Sonsuza kadar yaşamak mümkün mü?
İnsanların ortalama 100 yıl yaşayacağı günler uzak değil. Ama bu kadar uzun yaşamak durumunda kalmanın manevi bedeli tam olarak bilinmiyor.
Londra'daki King's College Kök Hücre Biyolojisi Laboratuarında çalışmakta olan Dr.Stephen Minger aslında bir Amerikalı. "Londra, dünyada yaşanacak en iyi yerdir. Hele de bilimle uğraşıyorsanız" diyor.
Kök hücre çalışmalarına büyük umutlar bağlandı. Bunlar, yetişkin dokularda ya da embriyo hücrelerinde saklanan tanımlanmamış (boş) hücreler. Birbirlerini kopyalayabiliyor veya diğer hücre tiplerine dönüşerek çoğalabiliyorlar.
Sadece 10 yıl önce bilimadamları insan embriyosundan kök hücre alarak bunlardan hücre kültürleri üretmeyi başardı. Hücrelerin farklılaşmasının kontrol edilmesi suretiyle bilimadamlarının tedavi amaçlı olarak hücre nakli sağlayabileceği; böylelikle Parkinson hastalığı, diabet ve kalp hastalıklarını tedavi edilebileceği umuluyor.
--------------------------------
[Yapılacak Görevler]:
(1) Kök hücreler üzerine olan metne göre Dr. Stephen Minger nerede çalışmaktadır?
(2) Kök hücreler üzerine olan metinde "İnsanların ortalama 100" ile "tiplerine dönüşerek çoğalabiliyorlar." arasındaki bölümü, bu ifadeler dahil, olduğu gibi kopyalayın.
Girdiler başka bir kaynaktan alınmıştır.

[Veri kümesi girdileri]:
--------------------------------
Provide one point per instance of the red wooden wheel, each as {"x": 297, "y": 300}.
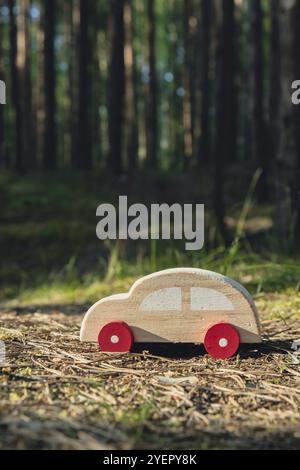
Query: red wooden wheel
{"x": 116, "y": 337}
{"x": 222, "y": 341}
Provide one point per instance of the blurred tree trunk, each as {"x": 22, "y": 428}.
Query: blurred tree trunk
--------------------------------
[Yanıt Kümesi]:
(1) Londra'daki King's College Kök Hücre Biyolojisi Laboratuarında.

(2)
İnsanların ortalama 100 yıl yaşayacağı günler uzak değil. Ama bu kadar uzun yaşamak durumunda kalmanın manevi bedeli tam olarak bilinmiyor.
Londra'daki King's College Kök Hücre Biyolojisi Laboratuarında çalışmakta olan Dr.Stephen Minger aslında bir Amerikalı. "Londra, dünyada yaşanacak en iyi yerdir. Hele de bilimle uğraşıyorsanız" diyor.
Kök hücre çalışmalarına büyük umutlar bağlandı. Bunlar, yetişkin dokularda ya da embriyo hücrelerinde saklanan tanımlanmamış (boş) hücreler. Birbirlerini kopyalayabiliyor veya diğer hücre tiplerine dönüşerek çoğalabiliyorlar.